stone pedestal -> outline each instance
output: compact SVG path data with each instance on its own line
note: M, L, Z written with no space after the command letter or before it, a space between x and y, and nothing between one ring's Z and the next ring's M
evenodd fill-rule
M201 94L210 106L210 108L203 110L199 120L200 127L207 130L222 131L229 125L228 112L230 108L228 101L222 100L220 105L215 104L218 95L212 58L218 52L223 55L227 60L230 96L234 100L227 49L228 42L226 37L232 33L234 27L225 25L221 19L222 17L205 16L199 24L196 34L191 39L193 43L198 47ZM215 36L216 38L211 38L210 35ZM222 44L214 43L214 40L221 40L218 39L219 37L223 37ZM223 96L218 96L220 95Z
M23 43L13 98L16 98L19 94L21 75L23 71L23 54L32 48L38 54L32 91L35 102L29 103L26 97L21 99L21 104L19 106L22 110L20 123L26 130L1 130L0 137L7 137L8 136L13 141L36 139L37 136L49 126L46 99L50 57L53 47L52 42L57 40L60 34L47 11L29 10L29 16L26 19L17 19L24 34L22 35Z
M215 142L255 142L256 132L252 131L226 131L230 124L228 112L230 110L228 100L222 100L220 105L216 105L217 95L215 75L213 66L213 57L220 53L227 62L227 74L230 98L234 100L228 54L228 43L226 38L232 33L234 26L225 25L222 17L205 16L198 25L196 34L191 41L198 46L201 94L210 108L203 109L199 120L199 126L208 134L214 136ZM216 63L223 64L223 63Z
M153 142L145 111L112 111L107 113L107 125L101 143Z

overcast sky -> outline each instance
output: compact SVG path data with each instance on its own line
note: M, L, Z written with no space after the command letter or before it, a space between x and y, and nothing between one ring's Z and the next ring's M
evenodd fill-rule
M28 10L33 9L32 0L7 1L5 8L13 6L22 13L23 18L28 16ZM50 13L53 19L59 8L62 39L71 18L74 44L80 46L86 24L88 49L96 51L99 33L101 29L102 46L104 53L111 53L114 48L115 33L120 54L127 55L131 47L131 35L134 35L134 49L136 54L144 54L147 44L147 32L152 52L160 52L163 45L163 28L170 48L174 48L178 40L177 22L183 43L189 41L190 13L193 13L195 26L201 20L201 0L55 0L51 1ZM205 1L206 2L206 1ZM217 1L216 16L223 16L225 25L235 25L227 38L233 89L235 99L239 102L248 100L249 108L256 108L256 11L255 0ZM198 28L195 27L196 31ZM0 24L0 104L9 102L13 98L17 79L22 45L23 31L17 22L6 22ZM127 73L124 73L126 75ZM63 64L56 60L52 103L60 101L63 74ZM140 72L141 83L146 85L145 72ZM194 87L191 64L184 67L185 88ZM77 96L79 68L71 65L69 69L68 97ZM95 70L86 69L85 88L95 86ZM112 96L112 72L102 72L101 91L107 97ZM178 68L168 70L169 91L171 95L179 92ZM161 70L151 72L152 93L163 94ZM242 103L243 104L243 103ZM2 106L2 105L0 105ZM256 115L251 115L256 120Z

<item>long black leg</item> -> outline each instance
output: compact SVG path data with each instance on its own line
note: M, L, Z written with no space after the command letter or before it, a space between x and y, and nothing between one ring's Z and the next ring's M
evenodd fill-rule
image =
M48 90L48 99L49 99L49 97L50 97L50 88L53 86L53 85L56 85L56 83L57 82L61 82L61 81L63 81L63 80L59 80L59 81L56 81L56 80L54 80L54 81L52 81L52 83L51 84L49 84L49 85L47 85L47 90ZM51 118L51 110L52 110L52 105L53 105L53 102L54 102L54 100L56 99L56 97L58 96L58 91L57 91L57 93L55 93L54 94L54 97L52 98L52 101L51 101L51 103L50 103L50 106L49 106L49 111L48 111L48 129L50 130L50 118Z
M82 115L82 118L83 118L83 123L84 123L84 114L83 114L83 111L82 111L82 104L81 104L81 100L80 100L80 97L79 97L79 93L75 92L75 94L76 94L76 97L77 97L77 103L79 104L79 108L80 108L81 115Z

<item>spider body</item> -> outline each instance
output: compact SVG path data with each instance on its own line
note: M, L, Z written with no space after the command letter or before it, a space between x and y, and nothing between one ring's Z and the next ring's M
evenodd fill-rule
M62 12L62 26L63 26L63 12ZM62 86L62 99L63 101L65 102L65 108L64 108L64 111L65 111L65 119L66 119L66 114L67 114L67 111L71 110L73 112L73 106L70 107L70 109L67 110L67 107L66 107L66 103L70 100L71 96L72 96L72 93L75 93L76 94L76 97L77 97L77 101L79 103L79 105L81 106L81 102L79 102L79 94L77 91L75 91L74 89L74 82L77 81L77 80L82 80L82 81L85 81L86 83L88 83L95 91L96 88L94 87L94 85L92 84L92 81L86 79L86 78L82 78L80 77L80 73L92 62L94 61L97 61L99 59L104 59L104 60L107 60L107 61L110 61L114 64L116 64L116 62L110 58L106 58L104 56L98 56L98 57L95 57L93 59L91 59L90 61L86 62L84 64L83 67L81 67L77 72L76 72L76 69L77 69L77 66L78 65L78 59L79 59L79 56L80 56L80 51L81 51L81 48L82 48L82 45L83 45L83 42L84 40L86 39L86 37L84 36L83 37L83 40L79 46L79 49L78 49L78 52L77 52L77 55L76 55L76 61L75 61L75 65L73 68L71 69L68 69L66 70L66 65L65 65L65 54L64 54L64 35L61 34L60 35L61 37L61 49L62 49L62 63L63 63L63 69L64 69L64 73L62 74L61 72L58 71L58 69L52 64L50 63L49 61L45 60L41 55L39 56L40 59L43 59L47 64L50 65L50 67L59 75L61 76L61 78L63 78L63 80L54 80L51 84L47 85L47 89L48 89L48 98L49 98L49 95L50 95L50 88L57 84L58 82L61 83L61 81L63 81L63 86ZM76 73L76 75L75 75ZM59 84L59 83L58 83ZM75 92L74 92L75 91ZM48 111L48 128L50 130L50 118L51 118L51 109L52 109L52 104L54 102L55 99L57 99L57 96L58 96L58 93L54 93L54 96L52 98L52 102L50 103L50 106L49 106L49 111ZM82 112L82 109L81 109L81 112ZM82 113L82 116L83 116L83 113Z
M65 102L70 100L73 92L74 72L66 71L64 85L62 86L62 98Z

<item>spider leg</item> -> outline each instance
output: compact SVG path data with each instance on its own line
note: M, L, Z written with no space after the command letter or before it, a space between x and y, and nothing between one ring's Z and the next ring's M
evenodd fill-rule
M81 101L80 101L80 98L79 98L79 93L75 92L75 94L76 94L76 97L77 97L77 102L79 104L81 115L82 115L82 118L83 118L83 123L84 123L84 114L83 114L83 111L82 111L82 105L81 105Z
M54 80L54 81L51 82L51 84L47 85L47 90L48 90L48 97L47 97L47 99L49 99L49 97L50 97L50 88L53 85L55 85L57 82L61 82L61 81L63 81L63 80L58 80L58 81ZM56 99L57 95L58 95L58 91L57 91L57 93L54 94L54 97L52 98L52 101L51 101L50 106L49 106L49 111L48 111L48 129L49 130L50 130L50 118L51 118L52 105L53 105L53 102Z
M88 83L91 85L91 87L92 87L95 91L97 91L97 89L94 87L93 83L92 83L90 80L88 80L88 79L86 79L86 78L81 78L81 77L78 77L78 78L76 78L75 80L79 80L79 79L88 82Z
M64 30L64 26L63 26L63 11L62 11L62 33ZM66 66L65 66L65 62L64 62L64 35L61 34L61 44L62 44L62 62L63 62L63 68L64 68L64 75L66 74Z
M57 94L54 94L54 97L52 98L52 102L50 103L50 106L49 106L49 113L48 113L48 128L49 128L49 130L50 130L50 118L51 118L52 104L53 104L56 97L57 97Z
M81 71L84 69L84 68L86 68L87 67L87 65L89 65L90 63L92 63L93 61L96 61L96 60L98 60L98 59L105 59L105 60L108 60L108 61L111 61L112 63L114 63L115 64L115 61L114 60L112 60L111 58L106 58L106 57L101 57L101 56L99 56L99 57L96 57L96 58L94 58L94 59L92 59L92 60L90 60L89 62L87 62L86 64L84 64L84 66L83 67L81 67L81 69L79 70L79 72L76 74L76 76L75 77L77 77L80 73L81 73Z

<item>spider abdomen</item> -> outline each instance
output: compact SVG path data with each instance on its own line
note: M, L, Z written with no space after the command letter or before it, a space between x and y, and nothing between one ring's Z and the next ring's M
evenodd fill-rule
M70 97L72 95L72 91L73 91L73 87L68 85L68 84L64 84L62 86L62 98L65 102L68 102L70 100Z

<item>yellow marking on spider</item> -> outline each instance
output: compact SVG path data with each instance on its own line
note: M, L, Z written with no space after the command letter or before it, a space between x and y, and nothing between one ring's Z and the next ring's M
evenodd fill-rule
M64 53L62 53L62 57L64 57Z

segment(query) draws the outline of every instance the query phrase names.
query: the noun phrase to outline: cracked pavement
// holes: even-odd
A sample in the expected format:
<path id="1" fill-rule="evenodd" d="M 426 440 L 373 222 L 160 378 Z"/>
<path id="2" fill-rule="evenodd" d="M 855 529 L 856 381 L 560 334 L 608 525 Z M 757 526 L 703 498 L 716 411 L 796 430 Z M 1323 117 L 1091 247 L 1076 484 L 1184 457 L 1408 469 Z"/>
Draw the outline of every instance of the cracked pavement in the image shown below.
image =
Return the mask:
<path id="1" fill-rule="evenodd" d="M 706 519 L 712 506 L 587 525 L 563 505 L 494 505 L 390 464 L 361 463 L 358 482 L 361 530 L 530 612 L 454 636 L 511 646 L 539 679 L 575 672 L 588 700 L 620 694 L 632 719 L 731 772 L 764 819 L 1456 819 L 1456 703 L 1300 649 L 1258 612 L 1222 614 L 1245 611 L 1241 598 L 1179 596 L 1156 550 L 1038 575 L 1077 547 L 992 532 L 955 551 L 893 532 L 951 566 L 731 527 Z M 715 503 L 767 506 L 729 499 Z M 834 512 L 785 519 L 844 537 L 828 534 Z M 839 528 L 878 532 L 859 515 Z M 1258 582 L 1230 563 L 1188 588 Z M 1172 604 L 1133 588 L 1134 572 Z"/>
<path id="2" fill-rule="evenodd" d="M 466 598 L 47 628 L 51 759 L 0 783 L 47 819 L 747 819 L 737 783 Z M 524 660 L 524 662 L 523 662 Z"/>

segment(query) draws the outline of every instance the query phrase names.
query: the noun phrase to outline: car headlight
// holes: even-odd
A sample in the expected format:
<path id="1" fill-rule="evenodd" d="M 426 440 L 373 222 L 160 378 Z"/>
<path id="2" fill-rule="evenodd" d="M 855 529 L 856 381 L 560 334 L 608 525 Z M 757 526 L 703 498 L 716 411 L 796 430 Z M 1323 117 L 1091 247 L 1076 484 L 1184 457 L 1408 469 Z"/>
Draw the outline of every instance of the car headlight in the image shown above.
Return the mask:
========================
- [Challenge]: Render everything in the listing from the line that contains "<item>spider abdomen</item> ->" down to the line that contains "M70 97L72 95L72", both included, as a two-column CSV with the header input,output. Put the instruction lines in the input field and the path data in the output field, quote each field, and replace line breaks with spaces.

- [Task result]:
input,output
"<item>spider abdomen</item> -> outline each instance output: compact SVG path data with each instance on its own line note: M, L, Z written with no space after the command letter or before it, a space between x and y, and nothing between one ring's Z and the next ring's M evenodd fill-rule","M70 97L72 95L72 91L73 91L73 87L68 85L68 84L64 84L62 86L62 98L65 102L68 102L70 100Z"